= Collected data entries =
[Start of section]
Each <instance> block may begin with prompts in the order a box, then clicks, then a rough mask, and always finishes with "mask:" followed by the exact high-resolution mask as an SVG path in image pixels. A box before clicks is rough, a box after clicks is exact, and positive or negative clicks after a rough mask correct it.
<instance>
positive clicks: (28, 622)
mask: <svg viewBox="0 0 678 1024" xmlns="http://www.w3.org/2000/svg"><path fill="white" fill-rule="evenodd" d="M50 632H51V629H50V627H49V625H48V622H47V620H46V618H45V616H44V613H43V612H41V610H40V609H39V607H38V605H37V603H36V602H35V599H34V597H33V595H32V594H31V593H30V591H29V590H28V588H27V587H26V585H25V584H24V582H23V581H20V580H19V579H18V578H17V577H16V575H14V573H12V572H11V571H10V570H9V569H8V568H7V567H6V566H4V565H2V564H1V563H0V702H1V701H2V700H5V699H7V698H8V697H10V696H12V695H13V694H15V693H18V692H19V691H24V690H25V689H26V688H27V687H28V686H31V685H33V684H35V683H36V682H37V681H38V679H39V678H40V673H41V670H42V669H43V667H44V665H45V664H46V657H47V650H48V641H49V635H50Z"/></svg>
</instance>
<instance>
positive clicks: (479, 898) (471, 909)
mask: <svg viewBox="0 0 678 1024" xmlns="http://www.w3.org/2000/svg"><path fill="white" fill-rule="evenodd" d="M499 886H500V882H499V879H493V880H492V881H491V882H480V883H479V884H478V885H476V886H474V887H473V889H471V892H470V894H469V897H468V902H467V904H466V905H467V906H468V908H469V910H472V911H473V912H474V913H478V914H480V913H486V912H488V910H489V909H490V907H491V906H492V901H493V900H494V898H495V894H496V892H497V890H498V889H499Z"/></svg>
[End of section]
= Task prompt =
Retype exactly, please, only the lines of the entries that run from the one containing "positive clicks: (28, 622)" to the last.

= Result of the exercise =
positive clicks: (28, 622)
mask: <svg viewBox="0 0 678 1024" xmlns="http://www.w3.org/2000/svg"><path fill="white" fill-rule="evenodd" d="M50 632H51V629H50V627H49V625H48V622H47V620H46V618H45V616H44V613H43V612H41V610H40V609H39V607H38V605H37V603H36V602H35V599H34V597H33V595H32V594H31V593H30V591H29V590H28V588H27V587H26V585H25V584H24V582H23V581H20V580H19V579H18V578H17V577H16V575H14V573H12V572H11V571H10V570H9V569H8V568H7V567H6V566H4V565H2V564H1V563H0V702H1V701H2V700H5V699H7V698H8V697H10V696H12V695H13V694H15V693H18V692H19V691H24V690H25V689H26V688H27V687H28V686H31V685H33V684H35V683H36V682H37V681H38V679H39V678H40V673H41V670H42V669H43V667H44V665H45V664H46V657H47V650H48V641H49V635H50Z"/></svg>
</instance>
<instance>
positive clicks: (479, 898) (471, 909)
mask: <svg viewBox="0 0 678 1024" xmlns="http://www.w3.org/2000/svg"><path fill="white" fill-rule="evenodd" d="M499 886H500V882H499V879H493V880H492V881H491V882H480V883H479V884H478V885H476V886H474V887H473V889H471V892H470V894H469V897H468V902H467V904H466V905H467V906H468V908H469V910H472V911H473V912H474V913H478V914H480V913H486V912H488V910H489V909H490V907H491V906H492V901H493V900H494V898H495V894H496V892H497V890H498V889H499Z"/></svg>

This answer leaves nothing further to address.